• [RECORDS FOR THIS EXERCISE]

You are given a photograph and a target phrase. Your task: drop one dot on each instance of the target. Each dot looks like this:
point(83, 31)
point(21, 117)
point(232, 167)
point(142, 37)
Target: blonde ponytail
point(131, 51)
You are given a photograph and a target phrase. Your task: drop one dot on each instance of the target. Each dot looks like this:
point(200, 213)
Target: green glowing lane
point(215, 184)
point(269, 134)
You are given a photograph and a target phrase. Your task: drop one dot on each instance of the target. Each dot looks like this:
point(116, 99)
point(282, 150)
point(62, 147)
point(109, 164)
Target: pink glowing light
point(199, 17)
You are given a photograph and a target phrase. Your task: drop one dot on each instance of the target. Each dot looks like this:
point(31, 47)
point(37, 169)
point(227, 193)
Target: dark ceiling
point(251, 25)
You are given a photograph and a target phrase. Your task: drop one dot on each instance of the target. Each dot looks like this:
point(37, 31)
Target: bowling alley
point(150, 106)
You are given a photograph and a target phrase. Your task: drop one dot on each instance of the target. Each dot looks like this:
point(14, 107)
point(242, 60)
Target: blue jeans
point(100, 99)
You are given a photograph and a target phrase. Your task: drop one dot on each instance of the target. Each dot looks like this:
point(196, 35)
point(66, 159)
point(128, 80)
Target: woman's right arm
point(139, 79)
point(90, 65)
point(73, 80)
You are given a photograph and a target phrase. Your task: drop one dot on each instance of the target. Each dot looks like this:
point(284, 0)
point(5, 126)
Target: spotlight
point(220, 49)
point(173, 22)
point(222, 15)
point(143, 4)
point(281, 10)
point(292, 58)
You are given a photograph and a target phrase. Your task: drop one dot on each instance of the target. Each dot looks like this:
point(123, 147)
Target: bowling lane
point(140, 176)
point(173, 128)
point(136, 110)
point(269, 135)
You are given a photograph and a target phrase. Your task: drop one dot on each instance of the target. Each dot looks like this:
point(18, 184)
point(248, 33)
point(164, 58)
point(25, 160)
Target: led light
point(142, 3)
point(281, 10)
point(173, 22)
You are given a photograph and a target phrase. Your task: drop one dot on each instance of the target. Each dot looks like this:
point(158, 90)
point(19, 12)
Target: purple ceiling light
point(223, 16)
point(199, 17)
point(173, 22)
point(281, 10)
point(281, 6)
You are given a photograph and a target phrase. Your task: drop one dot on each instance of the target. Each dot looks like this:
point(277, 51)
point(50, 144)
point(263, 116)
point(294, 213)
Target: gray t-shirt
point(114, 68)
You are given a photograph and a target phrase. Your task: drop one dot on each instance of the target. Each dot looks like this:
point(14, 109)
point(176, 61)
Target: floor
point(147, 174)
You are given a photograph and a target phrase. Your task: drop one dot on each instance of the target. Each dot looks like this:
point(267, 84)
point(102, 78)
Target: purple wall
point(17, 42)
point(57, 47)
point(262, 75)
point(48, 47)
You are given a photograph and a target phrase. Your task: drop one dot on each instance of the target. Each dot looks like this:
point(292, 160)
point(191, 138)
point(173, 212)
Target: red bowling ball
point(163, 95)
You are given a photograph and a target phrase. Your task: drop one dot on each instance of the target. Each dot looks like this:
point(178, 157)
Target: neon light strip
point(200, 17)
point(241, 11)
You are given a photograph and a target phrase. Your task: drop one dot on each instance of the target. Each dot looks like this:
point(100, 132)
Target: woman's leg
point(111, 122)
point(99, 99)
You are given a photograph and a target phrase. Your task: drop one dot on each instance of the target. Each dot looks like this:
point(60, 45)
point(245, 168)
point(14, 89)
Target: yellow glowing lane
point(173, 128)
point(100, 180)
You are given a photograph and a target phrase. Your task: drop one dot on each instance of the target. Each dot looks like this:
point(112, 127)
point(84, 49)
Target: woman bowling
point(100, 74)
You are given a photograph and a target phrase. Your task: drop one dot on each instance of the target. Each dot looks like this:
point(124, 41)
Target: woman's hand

• [PROBLEM STATEMENT]
Copy the data above exactly, starting at its first line and ending at the line that contains "point(251, 25)", with both of those lines included.

• [EXPECTED OUTPUT]
You are given a photograph and a target phrase. Your task: drop one dot on each instance of the target. Each dot looks like this:
point(83, 31)
point(21, 117)
point(232, 167)
point(142, 37)
Target: blonde ponytail
point(131, 51)
You are given a photograph and a target phrase. Your task: drop one dot on each instance of the target. Each dot looks like this:
point(200, 213)
Target: green glowing lane
point(215, 184)
point(269, 134)
You are given a photograph and a target phrase. Your task: drop one dot on each instance of the target. Each dot looks like this:
point(116, 99)
point(282, 150)
point(62, 147)
point(109, 164)
Target: pink glowing light
point(199, 17)
You are given a photograph and a target phrase. Your task: drop one dot on each instance of the target. Each dot looks like this:
point(31, 47)
point(37, 169)
point(227, 193)
Target: dark ceiling
point(251, 25)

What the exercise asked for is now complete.